**Activities**:
(1) Using the article on the Bates service-learning awards, decide whether each statement agrees with it. Answer yes or no for each, and quote the words that settle it.
(a) Kathryn Graff Low was a finalist for the Donald Harward Faculty Award for Service-Learning Excellence.
(b) Donald W. Harward retired as the fifth president of Bates College.
(c) Martha Deschaines works with three Student Volunteer Fellows.
(2) According to the article on the Bates service-learning awards, where did Adrienne Eaton work?
(3) Continue the article on the Bates service-learning awards from its last sentence.

++++ Supplied passage ++++

Students, faculty and staff honored for service-learning

Six members of the Bates College community — four students, a psychology professor and a staffer for the chaplain’s office — were among a select group of individuals from campuses across the state to receive awards from the Maine Campus Compact in recognition of outstanding contributions in community service and service-learning.

Auburn resident Kathryn Graff Low, professor and chair of the Bates psychology department, was named a finalist for the Donald Harward Faculty Award for Service-Learning Excellence. The award recognizes Low’s accomplishments in service-learning, an instructional method in which students learn through involvement in service that meets a community need.

“As the lone clinician in a small, liberal arts college, I am approached frequently by both students and community agencies with proposals related to clinical services,” Low says. All of these service-learning projects involve clinical issues or health intervention, she says, but each also requires students to work with a team of community partners on critical community problems. “Optimally, students develop a sense of civic responsibility and social justice during the course by simply doing.”

The award was named for Donald W. Harward, who retired as the sixth president of Bates College in 2002. A founding president of Maine Campus Compact and a member of the Board of Directors of Campus Compact at the national level, Harward championed service-learning and other programs designed to make Bates a more active and valuable partner in the community life of Lewiston and Auburn.

Martha Deschaines ’75, manager of the Office of the Chaplain, received the Campus Civic Stewardship Award in recognition of her significant commitment to promoting and supporting civic engagement on and off campus. Deschaines, of Auburn, works with four Student Volunteer Fellows to coordinate the volunteer office. “It is inspiring for me to see how their strengths balance each other and to facilitate their leadership of the programs,” Deschaines said. “It is encouraging to know there are so many students who want to make a positive difference in the community.”

Sociology major Adrienne Eaton ’05 of Boylston, Mass., and interdisciplinary studies major Matthew Heffernan ’05 of Cranston, R.I., received the Philanthropy Innovation Learning Leadership Action Responsibility Service (PILLARS) Student Award. The award recognizes students who are pillars of their campuses and in their communities through their support of civic effort of others and through their leadership in finding solutions to community challenges.

Eaton worked for the Abused Women’s Advocacy Project in Lewiston. Grateful for the learning she gained by working with survivors of domestic violence, Eaton cited the strength and courage of those she encountered. “Often against many odds, these people have bounced back, have made new lives for themselves and have empowered me to continue this work,” she said.

++++ Excerpted data ++++

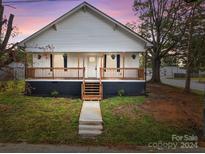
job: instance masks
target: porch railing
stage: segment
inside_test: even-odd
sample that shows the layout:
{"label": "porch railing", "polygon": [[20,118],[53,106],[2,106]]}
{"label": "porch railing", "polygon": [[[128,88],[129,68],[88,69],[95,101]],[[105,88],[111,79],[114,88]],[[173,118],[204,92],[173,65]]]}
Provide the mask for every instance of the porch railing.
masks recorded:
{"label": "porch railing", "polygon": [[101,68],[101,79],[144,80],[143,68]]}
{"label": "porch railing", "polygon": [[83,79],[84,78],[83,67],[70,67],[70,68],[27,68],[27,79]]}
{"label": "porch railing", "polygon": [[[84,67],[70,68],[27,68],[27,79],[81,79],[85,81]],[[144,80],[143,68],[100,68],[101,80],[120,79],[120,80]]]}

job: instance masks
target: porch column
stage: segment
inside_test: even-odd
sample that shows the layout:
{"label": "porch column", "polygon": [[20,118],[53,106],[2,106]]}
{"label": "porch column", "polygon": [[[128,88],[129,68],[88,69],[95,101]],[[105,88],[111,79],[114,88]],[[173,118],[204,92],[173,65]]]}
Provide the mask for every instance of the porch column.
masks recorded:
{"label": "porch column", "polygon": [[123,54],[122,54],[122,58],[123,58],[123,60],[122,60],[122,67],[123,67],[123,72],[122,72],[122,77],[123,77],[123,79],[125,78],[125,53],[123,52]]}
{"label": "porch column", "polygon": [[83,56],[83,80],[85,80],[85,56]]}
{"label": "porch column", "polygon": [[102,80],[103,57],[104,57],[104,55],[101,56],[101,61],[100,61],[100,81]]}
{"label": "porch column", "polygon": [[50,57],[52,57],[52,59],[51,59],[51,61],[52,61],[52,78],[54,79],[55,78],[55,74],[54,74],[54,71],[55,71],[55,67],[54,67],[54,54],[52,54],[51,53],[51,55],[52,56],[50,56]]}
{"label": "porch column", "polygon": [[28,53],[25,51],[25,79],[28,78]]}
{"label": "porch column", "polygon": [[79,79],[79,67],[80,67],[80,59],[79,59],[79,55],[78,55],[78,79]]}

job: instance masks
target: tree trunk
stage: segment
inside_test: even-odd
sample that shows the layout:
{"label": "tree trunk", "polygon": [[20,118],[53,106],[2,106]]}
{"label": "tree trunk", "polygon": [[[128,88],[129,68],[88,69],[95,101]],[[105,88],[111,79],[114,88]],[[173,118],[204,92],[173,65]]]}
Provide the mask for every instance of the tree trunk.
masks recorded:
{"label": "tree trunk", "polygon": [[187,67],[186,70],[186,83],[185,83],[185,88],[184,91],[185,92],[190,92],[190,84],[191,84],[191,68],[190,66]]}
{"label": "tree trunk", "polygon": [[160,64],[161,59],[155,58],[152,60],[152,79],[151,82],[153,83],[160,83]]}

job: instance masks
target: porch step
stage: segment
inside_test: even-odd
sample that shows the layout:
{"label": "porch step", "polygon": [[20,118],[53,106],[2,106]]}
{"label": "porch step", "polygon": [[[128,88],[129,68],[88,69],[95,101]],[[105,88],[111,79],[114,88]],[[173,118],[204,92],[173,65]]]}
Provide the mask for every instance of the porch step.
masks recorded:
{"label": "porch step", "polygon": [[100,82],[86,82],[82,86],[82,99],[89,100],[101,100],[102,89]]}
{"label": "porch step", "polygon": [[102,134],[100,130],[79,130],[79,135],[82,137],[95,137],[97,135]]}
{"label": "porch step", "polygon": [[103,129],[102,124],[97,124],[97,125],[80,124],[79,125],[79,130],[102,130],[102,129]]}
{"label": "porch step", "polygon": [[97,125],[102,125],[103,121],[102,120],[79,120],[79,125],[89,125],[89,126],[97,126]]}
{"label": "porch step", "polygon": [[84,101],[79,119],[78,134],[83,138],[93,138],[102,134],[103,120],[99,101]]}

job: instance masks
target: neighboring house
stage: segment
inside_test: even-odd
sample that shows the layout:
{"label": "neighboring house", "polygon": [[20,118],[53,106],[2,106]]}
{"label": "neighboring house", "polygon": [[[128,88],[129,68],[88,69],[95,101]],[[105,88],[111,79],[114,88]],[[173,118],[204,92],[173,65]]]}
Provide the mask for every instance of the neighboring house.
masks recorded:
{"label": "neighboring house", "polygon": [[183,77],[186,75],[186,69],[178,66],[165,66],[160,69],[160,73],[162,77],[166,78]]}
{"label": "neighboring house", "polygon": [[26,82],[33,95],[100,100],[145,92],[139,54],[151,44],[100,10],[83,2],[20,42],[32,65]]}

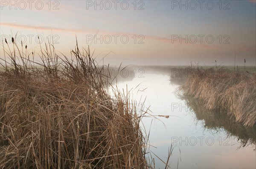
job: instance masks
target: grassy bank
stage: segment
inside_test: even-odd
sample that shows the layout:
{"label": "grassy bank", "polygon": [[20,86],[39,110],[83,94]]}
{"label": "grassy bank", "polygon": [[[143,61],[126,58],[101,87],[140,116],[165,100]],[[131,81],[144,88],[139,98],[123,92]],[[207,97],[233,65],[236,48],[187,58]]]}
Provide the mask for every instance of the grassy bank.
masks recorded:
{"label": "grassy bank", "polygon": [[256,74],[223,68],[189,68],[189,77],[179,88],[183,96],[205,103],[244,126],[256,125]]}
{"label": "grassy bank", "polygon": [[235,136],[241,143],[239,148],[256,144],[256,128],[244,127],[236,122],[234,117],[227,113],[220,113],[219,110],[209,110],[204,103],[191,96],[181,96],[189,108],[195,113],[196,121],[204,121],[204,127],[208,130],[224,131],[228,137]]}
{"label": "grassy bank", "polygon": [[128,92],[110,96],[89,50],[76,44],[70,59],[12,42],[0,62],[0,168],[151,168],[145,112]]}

++++

**Set of answers**:
(1)
(a) Yes: "was named a finalist for the Donald Harward Faculty Award for Service-Learning Excellence"
(b) No: "retired as the sixth president of Bates College in 2002"
(c) No: "works with four Student Volunteer Fellows"

(2) She worked for the Abused Women's Advocacy Project in Lewiston.

(3)
Heffernan began his work as an archivist at the Lewiston Public Library in an effort to marry his passion for public service to his major in working-class studies. “The most important place my major has taken me is deeper into my own community in Lewiston,” Heffernan says, citing lessons learned about the recent influx of Somali immigrants from his study of earlier waves of immigration to the city.

Seniors Erin Bertrand of Torrington, Conn., Christopher Richards of Lee, N.H., and Jason Rafferty of Greenland, N.H., received Unsung Heroes Student Awards, given to students from each member campus who have shown a commitment to service not through leadership roles but through volunteering their time and services to address a cause.

A chemistry and environmental studies major, Bertrand joined chemistry major Richards to enhance voter registration and turnout among Bates students. Richards says the pair helped to register nearly 400 Bates students to vote, many for the first time. “I am concerned that the lack of participation, whether because of apathy or erosion of rights, is fatal to the goals and aspirations of democracy,” Bertrand said.

A neuroscience major, Rafferty is the Bates Emergency Medical Services crew chief and a member of the campus Hunger and Homelessness Committee. “I believe that by connecting with people, particularly those most in need…one gains the ability to empower others and make positive change,” Rafferty says.

Maine Campus Compact is a statewide coalition of college and university presidents established to encourage and enhance campus engagement in the community. The student Heart and Soul Award and the Donald Harward Faculty Award are presented annually.

The national Campus Compact is a national coalition of nearly 850 college and university presidents committed to the civic purposes of higher education. To support this civic mission, Campus Compact promotes community service that develops students’ citizenship skills and values, encourages partnerships between campuses and communities and assists faculty who seek to integrate public and community engagement into their teaching and research.